Write out the entries again. Match each one exactly.
━━━━━━━━━━
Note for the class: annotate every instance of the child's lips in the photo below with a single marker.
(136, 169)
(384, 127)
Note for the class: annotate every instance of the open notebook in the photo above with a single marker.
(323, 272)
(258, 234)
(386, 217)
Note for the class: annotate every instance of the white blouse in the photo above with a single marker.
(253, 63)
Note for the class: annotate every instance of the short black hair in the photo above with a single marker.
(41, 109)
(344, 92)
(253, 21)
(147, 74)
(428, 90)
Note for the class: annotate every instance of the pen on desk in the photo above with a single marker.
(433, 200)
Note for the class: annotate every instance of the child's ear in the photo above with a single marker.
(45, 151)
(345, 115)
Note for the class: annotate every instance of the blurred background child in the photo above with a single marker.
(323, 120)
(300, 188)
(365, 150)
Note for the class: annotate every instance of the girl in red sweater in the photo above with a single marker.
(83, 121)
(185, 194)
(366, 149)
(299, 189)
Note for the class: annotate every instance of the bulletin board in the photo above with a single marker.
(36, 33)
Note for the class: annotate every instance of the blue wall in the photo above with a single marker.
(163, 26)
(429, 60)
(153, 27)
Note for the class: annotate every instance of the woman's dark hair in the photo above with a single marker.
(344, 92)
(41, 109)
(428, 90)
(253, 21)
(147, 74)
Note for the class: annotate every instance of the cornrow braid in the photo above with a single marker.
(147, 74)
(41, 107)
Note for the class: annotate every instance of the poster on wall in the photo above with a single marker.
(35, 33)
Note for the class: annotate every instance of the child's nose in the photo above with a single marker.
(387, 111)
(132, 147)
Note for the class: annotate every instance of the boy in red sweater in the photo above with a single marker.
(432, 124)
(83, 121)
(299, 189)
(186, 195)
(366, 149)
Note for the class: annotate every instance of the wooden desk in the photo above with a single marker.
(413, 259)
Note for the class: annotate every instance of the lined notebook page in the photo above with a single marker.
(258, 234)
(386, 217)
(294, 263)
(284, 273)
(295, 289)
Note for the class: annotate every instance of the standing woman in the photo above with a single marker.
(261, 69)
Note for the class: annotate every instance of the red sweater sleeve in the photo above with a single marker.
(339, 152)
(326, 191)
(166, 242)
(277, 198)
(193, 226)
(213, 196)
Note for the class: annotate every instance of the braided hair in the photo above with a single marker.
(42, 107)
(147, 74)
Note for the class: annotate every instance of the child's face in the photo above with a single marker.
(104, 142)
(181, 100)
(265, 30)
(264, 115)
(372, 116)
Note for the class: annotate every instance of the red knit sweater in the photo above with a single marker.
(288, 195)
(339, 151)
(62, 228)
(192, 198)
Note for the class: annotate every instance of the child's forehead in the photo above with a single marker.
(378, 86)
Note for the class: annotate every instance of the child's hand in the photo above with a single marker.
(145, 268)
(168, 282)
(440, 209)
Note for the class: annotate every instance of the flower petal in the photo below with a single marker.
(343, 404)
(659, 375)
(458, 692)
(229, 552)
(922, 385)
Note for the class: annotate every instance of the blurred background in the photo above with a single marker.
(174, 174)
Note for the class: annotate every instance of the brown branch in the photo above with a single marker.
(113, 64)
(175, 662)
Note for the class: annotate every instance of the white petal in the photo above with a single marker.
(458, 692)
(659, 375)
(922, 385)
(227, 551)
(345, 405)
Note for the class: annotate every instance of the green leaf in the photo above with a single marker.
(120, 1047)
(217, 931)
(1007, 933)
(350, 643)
━━━━━━━━━━
» Result for this exercise
Note for the class: annotate every instance of the child's lips in the photo below with a single marker.
(136, 169)
(384, 127)
Note for the class: annotate every instance of the open notebook in the photo above with a single marker.
(323, 272)
(258, 234)
(386, 217)
Note for the class: annotate every instance of the white blouse in the photo above with a single marker.
(253, 63)
Note for the class: annotate every instance of the short black hair in the photo above with a single marker.
(41, 109)
(344, 92)
(253, 21)
(147, 74)
(428, 90)
Note for the class: annotate every instance of the pen on desk in the photo above with a single marker.
(433, 200)
Note for the class: annotate every instance of the child's ear in the photo above with a single marker.
(45, 151)
(345, 115)
Note for the class: annotate every instance of the blurred background child in the photo above with a single marker.
(323, 120)
(300, 188)
(365, 150)
Note for the class: annotate every instance of the girl in red sweater in the photo above with a single marker.
(83, 121)
(185, 194)
(366, 149)
(299, 189)
Note for the class: annotate every instance of the bulletin board in the photo above with a single marker.
(36, 33)
Note for the class: annotate every instance of the blue wall in the photo above with a single marker.
(163, 26)
(429, 60)
(153, 27)
Note for the class: annotate every instance of the woman's dark hair in the photo above with a single marker.
(344, 92)
(41, 109)
(428, 90)
(253, 21)
(147, 74)
Note for the class: annotate every instance of the cornrow braid in the photo above with a single marker.
(147, 74)
(41, 107)
Note for the class: annotate every instance of the poster on wall in the photo above with a single marker.
(35, 33)
Note for the class: annotate every instance of the child's nose in the photo above with a single marker.
(387, 111)
(132, 147)
Note for the class: annotate every instance of the boy in red sweater in the photo above with a single marker.
(432, 124)
(83, 121)
(299, 189)
(186, 195)
(366, 149)
Note for the class: annotate every instance of the wooden desk in the photo above with a single marker.
(413, 259)
Note for the class: annotate every instance of the lined notebook page in the photo above with a single marker.
(258, 234)
(386, 217)
(294, 263)
(284, 273)
(295, 289)
Note for the class: annotate every instance of the standing woman in the photo above with a single marker.
(261, 69)
Note for the class: annotate every instance of the red sweater sleeve in the photo above with a single marker.
(339, 152)
(326, 191)
(166, 242)
(277, 198)
(193, 226)
(213, 196)
Note for the class: annotate every instance of the braided hair in the photo above with a single marker.
(42, 107)
(147, 74)
Note for the class: annotate every instance of the child's face in the photo above with a single marker.
(104, 142)
(181, 100)
(265, 30)
(264, 115)
(372, 116)
Note for the class: annotate every instance of the red knit sweater in the photo above with a single marker.
(288, 195)
(339, 151)
(62, 228)
(192, 198)
Note for the class: annotate every instance of the child's forehead in the photo above with a single marker.
(378, 86)
Note for the class: annotate every instance of the child's hand in the photo above with a single marker.
(145, 268)
(168, 282)
(440, 209)
Note for the class: annotate every instance of the flower petal in the photo below with a single marker.
(343, 404)
(659, 375)
(458, 692)
(229, 552)
(922, 385)
Note for the class: annotate every instance of the blurred background in the photo above with a single marker.
(174, 174)
Note for the class: annotate every instance of the brown branch in the photo above with a single marker.
(113, 64)
(175, 662)
Note for the class: annotate every instance of the white petal in the photo above with a single marker.
(458, 692)
(659, 375)
(922, 385)
(227, 551)
(345, 405)
Note for the class: annotate every instance of the green leaf in the photo above with a single marker.
(120, 1047)
(217, 931)
(1007, 933)
(350, 643)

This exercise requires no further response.